* STATED GOAL
Exactly the lines from the line that has "Put a dot on every instance of the tree, giving" through the final line below are to be retyped, and the pictures are not.
=== ENTRIES SHOWN ===
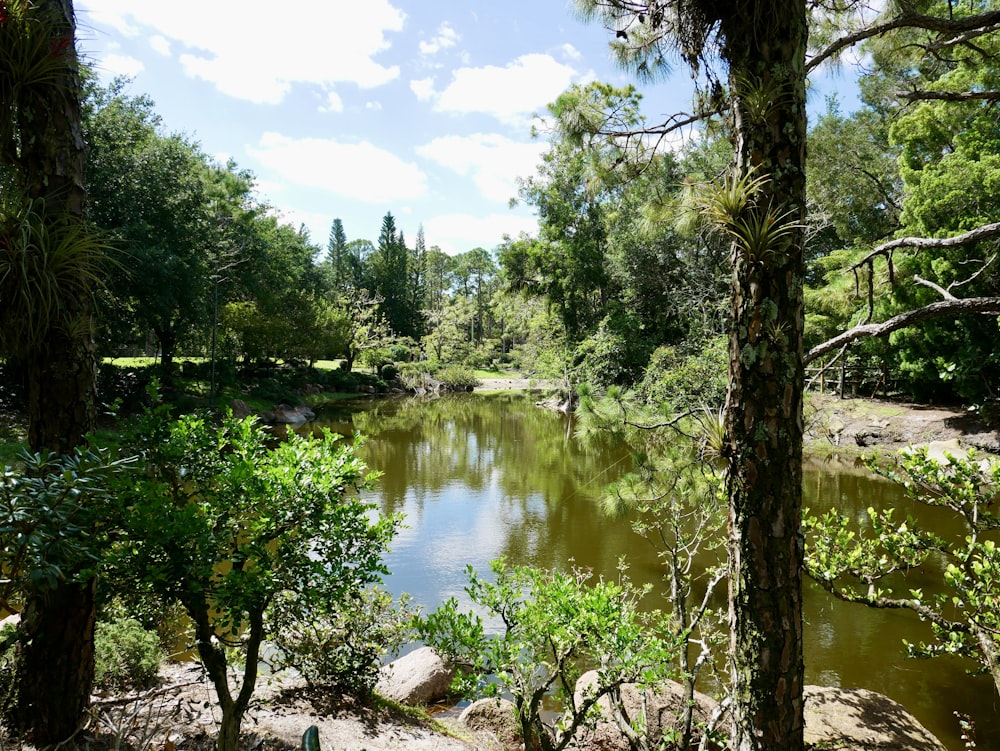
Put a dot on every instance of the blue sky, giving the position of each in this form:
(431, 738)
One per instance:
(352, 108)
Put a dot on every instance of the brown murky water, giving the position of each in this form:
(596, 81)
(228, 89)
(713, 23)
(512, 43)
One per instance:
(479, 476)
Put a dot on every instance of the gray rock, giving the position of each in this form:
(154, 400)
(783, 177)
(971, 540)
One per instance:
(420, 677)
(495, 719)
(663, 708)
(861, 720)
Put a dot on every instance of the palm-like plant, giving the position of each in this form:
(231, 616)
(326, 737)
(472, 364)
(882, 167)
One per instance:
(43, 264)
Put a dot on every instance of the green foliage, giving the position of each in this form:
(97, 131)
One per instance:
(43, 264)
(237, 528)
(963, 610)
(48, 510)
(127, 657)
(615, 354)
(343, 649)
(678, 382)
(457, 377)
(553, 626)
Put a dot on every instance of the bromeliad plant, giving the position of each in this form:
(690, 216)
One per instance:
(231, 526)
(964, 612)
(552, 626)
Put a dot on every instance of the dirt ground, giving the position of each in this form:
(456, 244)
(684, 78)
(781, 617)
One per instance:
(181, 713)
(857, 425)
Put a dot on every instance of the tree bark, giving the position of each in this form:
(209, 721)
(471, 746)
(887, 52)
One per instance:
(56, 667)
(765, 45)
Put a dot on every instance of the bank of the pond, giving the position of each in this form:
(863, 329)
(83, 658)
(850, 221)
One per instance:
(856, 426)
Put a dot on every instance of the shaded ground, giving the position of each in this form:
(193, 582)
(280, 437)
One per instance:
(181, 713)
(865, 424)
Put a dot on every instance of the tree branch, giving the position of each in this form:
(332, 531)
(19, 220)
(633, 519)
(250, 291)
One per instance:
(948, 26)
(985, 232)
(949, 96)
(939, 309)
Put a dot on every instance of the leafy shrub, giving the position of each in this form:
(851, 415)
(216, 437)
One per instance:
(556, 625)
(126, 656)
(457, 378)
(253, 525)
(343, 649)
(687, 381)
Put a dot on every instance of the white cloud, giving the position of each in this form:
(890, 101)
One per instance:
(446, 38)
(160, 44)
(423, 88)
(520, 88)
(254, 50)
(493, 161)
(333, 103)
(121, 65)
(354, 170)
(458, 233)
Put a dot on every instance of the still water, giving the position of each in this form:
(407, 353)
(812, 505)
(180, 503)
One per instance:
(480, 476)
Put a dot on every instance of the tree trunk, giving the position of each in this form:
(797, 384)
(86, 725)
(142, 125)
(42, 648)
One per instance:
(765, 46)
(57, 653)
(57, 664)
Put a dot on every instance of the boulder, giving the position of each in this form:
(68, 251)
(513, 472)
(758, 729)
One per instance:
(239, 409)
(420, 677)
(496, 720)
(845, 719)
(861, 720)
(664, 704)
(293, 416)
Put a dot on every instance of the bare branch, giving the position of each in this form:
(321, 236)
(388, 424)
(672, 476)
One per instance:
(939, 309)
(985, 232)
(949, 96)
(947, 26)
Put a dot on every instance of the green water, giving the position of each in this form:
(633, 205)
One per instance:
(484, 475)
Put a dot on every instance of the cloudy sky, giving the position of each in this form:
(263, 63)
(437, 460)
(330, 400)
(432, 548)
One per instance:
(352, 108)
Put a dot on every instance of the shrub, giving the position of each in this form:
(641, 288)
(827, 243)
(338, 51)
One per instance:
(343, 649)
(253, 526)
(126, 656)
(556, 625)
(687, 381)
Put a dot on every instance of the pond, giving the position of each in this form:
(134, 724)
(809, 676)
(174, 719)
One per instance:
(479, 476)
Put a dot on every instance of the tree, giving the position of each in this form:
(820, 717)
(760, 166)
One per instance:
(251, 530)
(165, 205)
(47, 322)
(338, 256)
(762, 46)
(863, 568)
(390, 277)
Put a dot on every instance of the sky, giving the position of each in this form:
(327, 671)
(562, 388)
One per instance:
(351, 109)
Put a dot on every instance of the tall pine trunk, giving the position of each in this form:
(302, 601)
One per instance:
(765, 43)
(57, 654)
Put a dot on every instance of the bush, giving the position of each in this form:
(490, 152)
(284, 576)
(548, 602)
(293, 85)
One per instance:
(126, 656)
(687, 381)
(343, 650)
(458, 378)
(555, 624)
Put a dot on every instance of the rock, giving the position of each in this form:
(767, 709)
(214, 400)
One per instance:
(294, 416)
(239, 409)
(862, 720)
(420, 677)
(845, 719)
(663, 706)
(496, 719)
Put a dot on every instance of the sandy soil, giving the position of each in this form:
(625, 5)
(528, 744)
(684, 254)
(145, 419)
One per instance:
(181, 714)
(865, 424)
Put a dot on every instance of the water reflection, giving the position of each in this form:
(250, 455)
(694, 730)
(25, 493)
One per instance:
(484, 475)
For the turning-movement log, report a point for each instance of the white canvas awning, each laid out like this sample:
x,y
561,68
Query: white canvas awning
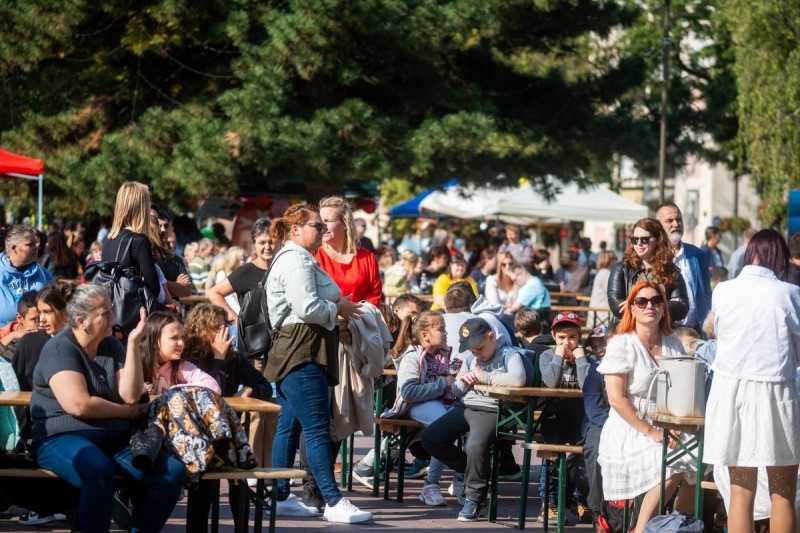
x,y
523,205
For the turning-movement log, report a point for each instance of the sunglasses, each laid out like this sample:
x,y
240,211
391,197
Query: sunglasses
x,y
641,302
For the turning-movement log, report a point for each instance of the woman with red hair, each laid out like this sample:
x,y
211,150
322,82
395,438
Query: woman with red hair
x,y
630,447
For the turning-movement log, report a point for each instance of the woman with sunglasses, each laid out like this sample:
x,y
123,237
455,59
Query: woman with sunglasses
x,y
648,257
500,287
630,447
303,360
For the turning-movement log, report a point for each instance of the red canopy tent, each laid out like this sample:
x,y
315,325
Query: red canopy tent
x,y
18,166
===
* EXERCISE OUTPUT
Put a dot on every instance of the tree, giving the position of each in this form:
(820, 717)
(760, 166)
One per instance:
(251, 530)
(165, 205)
(47, 322)
(338, 256)
(762, 46)
(863, 568)
(390, 277)
Put a dot on every instance of the sky, giving the position of each in this form:
(327, 671)
(562, 388)
One per instance:
(351, 109)
Put a dot on every instance of the tall pine trunk, giving the position of each in this form:
(302, 601)
One per instance:
(765, 43)
(57, 654)
Put a dot on every instance of the bush, giving the position of each in this form:
(490, 152)
(284, 576)
(548, 602)
(293, 85)
One per instance:
(126, 656)
(687, 381)
(343, 650)
(458, 378)
(555, 624)
Put a dot on every instance of the rock, giving the position of each in this form:
(767, 709)
(214, 400)
One per instance:
(294, 416)
(239, 409)
(862, 720)
(420, 677)
(845, 719)
(663, 706)
(496, 719)
Put a dot on every instance of the sandy soil, giving the position of each in this form:
(625, 5)
(528, 744)
(684, 254)
(145, 419)
One per instance:
(181, 714)
(865, 424)
Put a dot on every instance of the water reflection, giving the position of each in this form:
(250, 455)
(694, 730)
(25, 493)
One per instance:
(484, 475)
For the turning-movement log, report a point for each instance of the white canvas awning, each laid out like this sample:
x,y
561,68
Query: white canvas awning
x,y
523,205
For the turning-movement log, report a point for each instance of the sunglasses, each laid out like this sample:
x,y
240,211
391,197
Query: sunglasses
x,y
641,302
For the turning-movement log, report a point for each instance of the woman with red hair, each laid out like this sample:
x,y
211,150
322,82
395,438
Query: woman with red hair
x,y
630,447
For the turning-movement log, report a point for each instance of the woman with sunglasses, each laid out like this sample:
x,y
123,237
455,59
Query: woman with sunglasses
x,y
648,257
500,287
630,447
303,360
For the turning-movement log, report a point for each instance of the red canopy tent, each laid out like this sample:
x,y
315,325
Query: red canopy tent
x,y
18,166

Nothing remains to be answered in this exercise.